Your task —
Transcribe the records verbatim, beginning at the line containing "Traffic camera feed, intersection 14-B. Detect the double" and continuing through the line containing "[36,322,640,426]", both included.

START Provided data

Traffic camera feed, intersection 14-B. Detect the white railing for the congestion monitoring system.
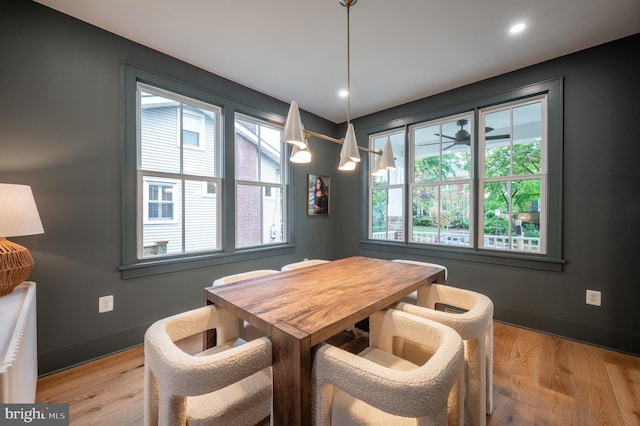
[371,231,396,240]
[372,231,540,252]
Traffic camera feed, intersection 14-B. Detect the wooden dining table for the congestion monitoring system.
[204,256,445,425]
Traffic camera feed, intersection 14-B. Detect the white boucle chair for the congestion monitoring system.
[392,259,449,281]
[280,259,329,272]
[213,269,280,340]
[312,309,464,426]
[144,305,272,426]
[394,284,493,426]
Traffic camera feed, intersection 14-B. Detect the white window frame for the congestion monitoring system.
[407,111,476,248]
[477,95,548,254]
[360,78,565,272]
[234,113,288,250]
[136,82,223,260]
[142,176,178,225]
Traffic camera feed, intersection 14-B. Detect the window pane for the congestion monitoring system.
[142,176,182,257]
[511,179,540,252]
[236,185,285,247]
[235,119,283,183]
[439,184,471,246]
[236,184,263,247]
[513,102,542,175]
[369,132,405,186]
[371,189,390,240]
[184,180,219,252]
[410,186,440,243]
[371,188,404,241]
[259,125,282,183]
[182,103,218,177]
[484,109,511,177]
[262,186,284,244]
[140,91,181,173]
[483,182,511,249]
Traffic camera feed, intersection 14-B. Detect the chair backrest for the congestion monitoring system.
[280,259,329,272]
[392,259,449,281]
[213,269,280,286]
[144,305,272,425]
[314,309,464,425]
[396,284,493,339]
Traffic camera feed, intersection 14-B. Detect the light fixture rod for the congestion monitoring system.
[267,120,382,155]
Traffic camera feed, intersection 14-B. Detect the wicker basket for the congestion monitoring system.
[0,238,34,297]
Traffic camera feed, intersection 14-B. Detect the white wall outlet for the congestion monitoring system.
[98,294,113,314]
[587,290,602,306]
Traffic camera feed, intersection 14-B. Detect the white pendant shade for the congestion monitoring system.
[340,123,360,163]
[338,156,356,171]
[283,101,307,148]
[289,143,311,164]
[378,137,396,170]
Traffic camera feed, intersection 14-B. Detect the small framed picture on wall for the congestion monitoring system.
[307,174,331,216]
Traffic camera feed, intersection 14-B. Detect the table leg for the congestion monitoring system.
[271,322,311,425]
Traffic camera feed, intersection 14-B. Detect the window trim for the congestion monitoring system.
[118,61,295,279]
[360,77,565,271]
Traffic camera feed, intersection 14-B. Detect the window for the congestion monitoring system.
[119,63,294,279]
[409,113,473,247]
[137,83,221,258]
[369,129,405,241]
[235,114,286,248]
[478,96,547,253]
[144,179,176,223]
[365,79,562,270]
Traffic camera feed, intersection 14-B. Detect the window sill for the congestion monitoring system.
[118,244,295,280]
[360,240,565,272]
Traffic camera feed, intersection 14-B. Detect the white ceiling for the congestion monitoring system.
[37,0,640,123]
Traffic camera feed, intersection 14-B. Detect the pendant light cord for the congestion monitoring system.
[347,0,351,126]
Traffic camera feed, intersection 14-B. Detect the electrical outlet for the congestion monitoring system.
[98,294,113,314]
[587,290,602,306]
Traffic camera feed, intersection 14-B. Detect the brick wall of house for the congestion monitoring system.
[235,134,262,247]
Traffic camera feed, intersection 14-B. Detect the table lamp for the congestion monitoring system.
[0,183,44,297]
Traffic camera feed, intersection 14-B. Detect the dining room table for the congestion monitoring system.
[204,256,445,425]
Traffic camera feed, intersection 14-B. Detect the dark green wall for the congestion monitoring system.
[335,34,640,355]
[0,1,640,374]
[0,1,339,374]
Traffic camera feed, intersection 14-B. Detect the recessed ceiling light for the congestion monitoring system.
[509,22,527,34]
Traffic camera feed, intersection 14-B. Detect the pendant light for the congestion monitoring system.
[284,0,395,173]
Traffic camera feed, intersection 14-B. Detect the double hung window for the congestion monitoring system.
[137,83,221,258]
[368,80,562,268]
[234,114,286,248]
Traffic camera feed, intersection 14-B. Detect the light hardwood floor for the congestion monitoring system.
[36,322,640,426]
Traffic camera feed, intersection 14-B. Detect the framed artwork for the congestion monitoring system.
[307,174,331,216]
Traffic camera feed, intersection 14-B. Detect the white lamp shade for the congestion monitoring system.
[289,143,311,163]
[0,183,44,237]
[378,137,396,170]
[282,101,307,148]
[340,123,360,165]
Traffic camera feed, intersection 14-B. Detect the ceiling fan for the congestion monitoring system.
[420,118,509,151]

END Provided data
START Provided data

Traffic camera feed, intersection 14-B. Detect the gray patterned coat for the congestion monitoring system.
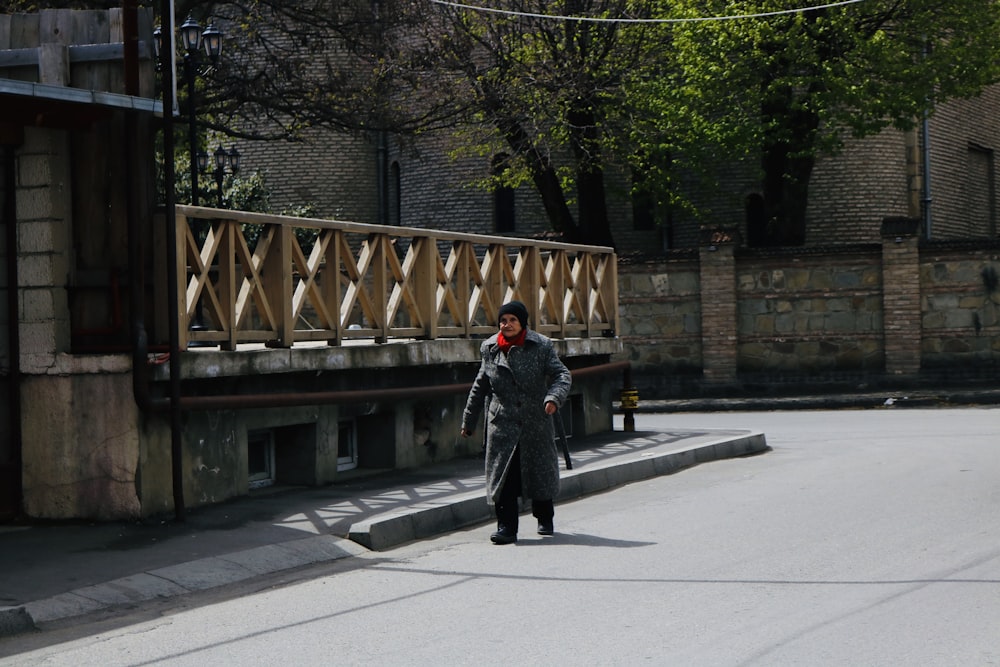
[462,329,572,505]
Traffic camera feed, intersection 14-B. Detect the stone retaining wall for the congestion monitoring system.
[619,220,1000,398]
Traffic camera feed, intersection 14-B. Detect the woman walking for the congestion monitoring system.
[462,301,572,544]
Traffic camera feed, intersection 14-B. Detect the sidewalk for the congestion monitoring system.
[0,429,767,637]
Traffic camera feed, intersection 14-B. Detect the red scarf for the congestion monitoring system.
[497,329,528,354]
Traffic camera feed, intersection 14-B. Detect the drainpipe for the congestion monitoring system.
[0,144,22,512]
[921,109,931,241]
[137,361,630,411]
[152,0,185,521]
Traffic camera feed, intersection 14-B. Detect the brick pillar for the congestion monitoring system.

END Provided data

Exercise solution —
Traffic camera feed, intersection 14-B. Detect the double hung window for the congestion monitoring system.
[137,83,221,258]
[368,80,562,268]
[234,114,286,248]
Traffic camera feed, intersection 14-B. Detect the light hardwood floor for the congestion monitoring system.
[36,322,640,426]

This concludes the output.